╭──
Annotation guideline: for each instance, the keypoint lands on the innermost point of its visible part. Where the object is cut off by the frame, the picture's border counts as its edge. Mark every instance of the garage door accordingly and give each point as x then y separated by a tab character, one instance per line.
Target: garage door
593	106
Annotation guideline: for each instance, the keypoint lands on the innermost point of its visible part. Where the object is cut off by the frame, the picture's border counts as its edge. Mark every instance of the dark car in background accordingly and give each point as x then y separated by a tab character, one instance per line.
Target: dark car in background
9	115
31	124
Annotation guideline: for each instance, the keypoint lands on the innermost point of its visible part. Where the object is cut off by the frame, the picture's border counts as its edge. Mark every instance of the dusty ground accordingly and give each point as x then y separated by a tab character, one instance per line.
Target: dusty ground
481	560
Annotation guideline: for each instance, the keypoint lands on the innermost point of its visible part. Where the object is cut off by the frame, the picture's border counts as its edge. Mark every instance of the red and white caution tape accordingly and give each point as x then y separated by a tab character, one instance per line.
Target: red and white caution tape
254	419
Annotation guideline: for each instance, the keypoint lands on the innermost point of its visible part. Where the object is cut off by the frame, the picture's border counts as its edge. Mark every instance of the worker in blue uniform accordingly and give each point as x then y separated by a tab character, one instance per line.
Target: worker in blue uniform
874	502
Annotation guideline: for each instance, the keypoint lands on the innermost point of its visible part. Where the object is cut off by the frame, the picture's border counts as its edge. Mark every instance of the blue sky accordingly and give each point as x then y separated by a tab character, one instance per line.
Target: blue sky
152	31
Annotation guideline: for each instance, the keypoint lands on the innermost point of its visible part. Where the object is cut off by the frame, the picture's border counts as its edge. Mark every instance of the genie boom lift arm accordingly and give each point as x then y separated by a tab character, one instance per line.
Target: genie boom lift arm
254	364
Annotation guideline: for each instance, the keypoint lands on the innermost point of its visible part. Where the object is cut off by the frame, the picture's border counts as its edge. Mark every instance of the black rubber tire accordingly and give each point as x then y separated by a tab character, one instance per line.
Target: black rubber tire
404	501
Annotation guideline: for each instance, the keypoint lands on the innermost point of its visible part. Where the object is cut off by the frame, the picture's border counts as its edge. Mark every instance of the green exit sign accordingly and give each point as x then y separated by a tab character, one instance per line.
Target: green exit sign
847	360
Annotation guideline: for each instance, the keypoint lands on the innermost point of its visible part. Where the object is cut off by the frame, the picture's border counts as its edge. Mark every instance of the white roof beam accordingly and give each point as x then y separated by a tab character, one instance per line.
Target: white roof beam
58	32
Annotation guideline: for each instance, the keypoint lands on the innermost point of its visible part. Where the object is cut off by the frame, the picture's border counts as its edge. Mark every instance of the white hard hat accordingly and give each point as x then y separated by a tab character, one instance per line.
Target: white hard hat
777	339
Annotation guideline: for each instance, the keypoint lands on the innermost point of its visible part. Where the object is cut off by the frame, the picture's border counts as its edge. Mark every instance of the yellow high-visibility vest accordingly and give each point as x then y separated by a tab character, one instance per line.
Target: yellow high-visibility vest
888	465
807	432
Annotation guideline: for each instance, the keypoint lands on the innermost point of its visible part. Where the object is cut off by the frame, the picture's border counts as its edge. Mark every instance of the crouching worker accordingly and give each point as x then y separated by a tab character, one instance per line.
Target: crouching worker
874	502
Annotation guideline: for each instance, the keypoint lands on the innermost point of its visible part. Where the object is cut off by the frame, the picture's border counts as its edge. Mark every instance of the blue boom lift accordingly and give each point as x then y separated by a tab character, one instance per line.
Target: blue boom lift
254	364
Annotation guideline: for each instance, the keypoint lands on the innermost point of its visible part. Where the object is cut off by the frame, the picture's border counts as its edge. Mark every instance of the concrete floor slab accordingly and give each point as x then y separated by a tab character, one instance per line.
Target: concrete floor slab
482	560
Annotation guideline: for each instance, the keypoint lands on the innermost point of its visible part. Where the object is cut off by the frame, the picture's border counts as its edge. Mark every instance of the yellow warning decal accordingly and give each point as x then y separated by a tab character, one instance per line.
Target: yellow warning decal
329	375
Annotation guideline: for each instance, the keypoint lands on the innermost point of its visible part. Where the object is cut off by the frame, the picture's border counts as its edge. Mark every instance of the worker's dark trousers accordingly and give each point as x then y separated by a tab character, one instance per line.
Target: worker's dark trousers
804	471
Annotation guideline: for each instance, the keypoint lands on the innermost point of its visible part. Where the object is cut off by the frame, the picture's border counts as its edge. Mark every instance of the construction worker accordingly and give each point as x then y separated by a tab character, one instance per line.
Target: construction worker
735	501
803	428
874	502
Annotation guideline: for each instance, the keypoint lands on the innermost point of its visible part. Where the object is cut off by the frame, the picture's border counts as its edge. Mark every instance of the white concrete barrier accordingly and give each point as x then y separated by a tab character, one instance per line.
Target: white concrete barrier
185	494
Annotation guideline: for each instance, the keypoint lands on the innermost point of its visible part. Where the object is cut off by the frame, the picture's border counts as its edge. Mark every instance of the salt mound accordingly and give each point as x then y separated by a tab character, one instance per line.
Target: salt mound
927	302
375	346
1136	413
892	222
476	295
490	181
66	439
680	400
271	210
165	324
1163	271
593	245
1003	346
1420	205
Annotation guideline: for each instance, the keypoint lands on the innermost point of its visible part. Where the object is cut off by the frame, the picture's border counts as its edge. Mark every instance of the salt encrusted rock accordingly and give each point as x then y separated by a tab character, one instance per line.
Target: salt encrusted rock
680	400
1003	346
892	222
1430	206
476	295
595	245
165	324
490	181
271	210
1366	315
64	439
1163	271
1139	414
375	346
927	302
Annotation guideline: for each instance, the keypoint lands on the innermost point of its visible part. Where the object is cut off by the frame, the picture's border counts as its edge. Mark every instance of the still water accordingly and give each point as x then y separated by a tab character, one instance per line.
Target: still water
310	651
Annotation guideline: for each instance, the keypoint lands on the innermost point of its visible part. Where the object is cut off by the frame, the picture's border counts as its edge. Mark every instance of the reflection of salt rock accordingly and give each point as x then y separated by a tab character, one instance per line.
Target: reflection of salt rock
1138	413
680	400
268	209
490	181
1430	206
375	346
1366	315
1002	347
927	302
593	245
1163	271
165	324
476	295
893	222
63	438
╰──
## Task description
The answer should consist of the full listing, repeated exactly.

## Answer for the task
Annotation guideline: for each instance, the keypoint lands on the innermost point of its visible part. Where the object is cut off by the frame, the picture's border counts as its edge. Mark every instance of the garage door accordingly and give each point as x then y separated by a tab character, one instance per line.
Target: garage door
593	106
Annotation guideline: for each instance, the keypoint lands on the innermost point of its visible part. Where the object is cut off by the frame, the picture's border counts as its edge. Mark every instance of the dark car in background accordingly and give each point as x then y separated by a tab character, one instance per line.
Target: dark car in background
9	115
31	124
Annotation guideline: for each instance, the keypoint lands on the innermost point of its visible part. Where the object is cut off by the frame, the picture's border counts as its edge. Mark every instance of the dusty ground accordingly and give each point as x then y separated by a tab character, one instance per line.
Target: dusty ground
481	560
Annotation guideline: for each instance, the keypoint lands on the innermost point of its visible part. Where the object is cut off by the frame, the picture's border counts as its edge. Mark every instance of the red and white caution tape accordingly and give each point as x then y separated by a tab character, one instance per line.
Target: red and white caution tape
254	419
Annotation guideline: for each instance, the keypoint lands on the innermost point of its visible part. Where the object is cut off by the frame, the picture's border counts as its edge. Mark every instance of the worker in blue uniform accordingly and give each point as x then y separated by a tab character, one instance per line.
Target: worker in blue uniform
874	502
Annotation guideline: for each instance, the keypoint lands on the innermost point of its visible part. Where the object is cut off by the frame, the picture's border counts as its edge. Mark every instance of the blue sky accordingly and give each point as x then y separated by a tab character, one instance per line.
Target: blue sky
152	31
Annotation guideline: for each instance, the keypoint lands on the innermost point of its visible part. Where the object is cut off by the frame, the picture's border counts as its edge. Mark every instance of the genie boom lift arm accordingly and give each point as x then y separated by a tab character, one instance per line.
Target: genie boom lift arm
254	364
Annotation guideline: for each instance, the keypoint lands on the innermost point of its visible part. Where the object is cut off by the frame, the picture's border counts as its edge. Mark every instance of the black rubber tire accordingly and give each point as x then y separated by a tab character, one instance per line.
Target: black rubber tire
404	501
Annotation guideline: for each instance, the keypoint lands on the innermost point of its visible part. Where the object is cut off by the frame, the picture's border counts as its edge. Mark every instance of the green exit sign accordingly and give each point as x then y separated by a tab character, one instance per line.
Target: green exit sign
847	360
Annotation guideline: for each instance, the keypoint lands on the innermost point of its visible part. Where the object is cut off by the frame, the picture's border counts as its edge. Mark every instance of the white roof beam accordingly and give each point as x then y separated by a tab character, one instance per line.
Target: white roof beam
58	32
Annotation guideline: for each instance, the keypoint lands on the innermost point of its visible part. Where the object is cut off by the frame, the picture's border counts as its edge. Mark every instance of the white hard hat accordingly and give each point as x then y separated by a tab character, one instance per line.
Target: white hard hat
777	339
Annotation guideline: for each instance, the keypoint lands on the innermost point of its visible part. Where the object is cut off by the frame, the picture's border counts as its edge. Mark every instance of the yellow high-visibility vest accordingly and give each point as x then y separated by a tab character, one instance per line.
Target: yellow high-visibility vest
888	465
807	432
Annotation guideline: for each instance, the keypoint lands on the innermost point of its visible part. Where the object is cut off by the frame, the picture's border counts as its edge. Mark every instance of the crouching worker accordingly and give each point as x then y separated by a tab character, one instance per line.
Target: crouching worker
874	502
Annotation guideline: for each instance, the keypoint lands on the innermost point of its visible part. Where the object is cut off by the frame, the picture's border counts as its edge. Mark every instance of the blue boom lift accordingly and give each point as x then y separated by a tab character, one instance per line.
Target: blue boom lift
254	364
Annotation guideline: for each instance, the keypoint lands on the innermost point of its visible part. Where the object is cut off by the frame, the picture's border counts as its edge. Mark every instance of the concrete floor slab accordingly and give each point as x then y separated by a tab character, one instance per line.
Target: concrete floor slab
482	560
Annotation guideline: for each instance, the keypoint lands on the innermost point of its visible part. Where the object is cut off by the frame, the picture's border counts as its edge. Mark every instance of the yellow warning decal accordingly and give each point as x then y separated by a tab character, one instance per line.
Target: yellow warning decal
329	375
Annotation guideline: for each instance, the keypoint lands on the innermost point of its visible part. Where the object is cut off by the frame, the picture's border counts as its edge. Mark every instance of the worker's dark trousers accordingly and give each point as x then y separated by a tab character, one instance per line.
Target: worker's dark trousers
804	471
Annotation guideline: for each instance, the keypoint lands on the innermost point of its visible part. Where the object is cut off by the frame, the picture's border counts as its edge. Mark every instance of the construction worker accordingly and give each point as x then y separated by a tab character, one instance per line.
Target: construction worker
735	501
803	428
874	502
Annotation guideline: for each instance, the keypoint lands on the innermost point of its visible part. Where the object is cut off by the frame, the picture's border counts as its edge. Mark every instance of the white concrete barrier accordingly and give each point as x then y separated by a tab character, one instance per line.
Target: white concrete barrier
185	494
Annotation guideline: for each instance, the keypoint lands on the innermost point of its visible part. Where the object is cut off by the frame, the picture's border counts as its edge. Mark every instance of the salt mound accordingly and give each point as x then y separated by a tab character, one instance per line.
Target: salt mound
927	302
375	346
1136	413
892	222
476	295
490	181
66	439
680	400
271	210
165	324
1163	271
593	245
1003	346
1420	205
Annotation guideline: for each instance, the keypoint lands on the innermost point of its visible part. Where the object is cut off by the frame, the picture's border counts as its edge. Mark every instance of the salt encrusted rock accordingly and give each point as x then y separated by a tab character, one instance per line.
Target: salt encrusted rock
680	400
1003	346
892	222
1430	206
476	295
595	245
165	324
490	181
271	210
1366	315
64	439
1163	271
1139	414
375	346
927	302
Annotation guideline: for each instance, the keypoint lands on the innermost point of its visible part. Where the object is cut off by the frame, the picture's border counts as its edge. Mark every instance of the still water accordingly and give each point as x then y separated by a tab character, one instance per line.
Target: still water
310	651
Annotation guideline: for each instance, the keypoint lands on the innermost point of its visible part. Where the object is cut off by the frame, the picture's border counts as its edge. Mark every instance of the reflection of salt rock accordingly and give each point as x then y separated by a tab character, one instance per line.
Target: reflection of salt rock
1138	413
680	400
268	209
490	181
1430	206
375	346
1366	315
1002	347
927	302
593	245
1163	271
165	324
476	295
893	222
63	438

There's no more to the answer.